■ Stored records ■

====================

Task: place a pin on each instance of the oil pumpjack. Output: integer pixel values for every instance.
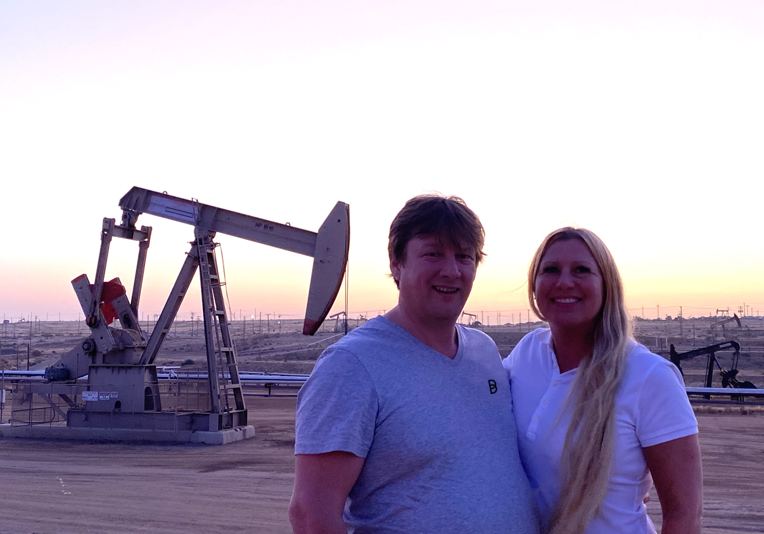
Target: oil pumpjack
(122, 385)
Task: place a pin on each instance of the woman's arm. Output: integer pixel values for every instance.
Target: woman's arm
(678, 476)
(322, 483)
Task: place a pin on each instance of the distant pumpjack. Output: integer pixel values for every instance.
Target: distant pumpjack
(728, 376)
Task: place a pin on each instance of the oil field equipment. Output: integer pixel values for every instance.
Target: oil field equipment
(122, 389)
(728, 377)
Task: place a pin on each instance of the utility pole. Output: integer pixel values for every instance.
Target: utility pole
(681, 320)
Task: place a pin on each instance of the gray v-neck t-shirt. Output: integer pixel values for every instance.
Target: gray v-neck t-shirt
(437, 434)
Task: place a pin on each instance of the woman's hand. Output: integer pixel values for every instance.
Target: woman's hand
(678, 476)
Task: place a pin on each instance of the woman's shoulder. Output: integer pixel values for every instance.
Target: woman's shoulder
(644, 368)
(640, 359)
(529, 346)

====================

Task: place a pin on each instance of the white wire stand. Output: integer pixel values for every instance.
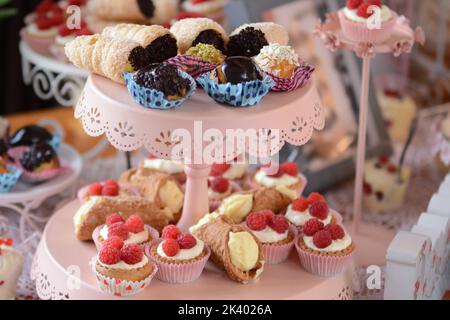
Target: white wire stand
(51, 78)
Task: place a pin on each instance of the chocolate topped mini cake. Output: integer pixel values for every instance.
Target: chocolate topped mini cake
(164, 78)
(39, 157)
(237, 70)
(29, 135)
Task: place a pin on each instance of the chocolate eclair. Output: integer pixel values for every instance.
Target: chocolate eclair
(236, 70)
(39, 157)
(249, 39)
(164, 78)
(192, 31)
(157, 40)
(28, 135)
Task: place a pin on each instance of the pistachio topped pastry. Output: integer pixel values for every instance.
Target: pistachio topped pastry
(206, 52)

====================

■ Directions ■
Pick out every line in the data above that contains the string "shirt", treating uppercase and lowercase as different, and copy each of those lines in full.

■ Exercise output ■
Task: place a pin on each instance of the gray v-neck t-shirt. Output: integer pixel values for every instance.
Target: gray v-neck t-shirt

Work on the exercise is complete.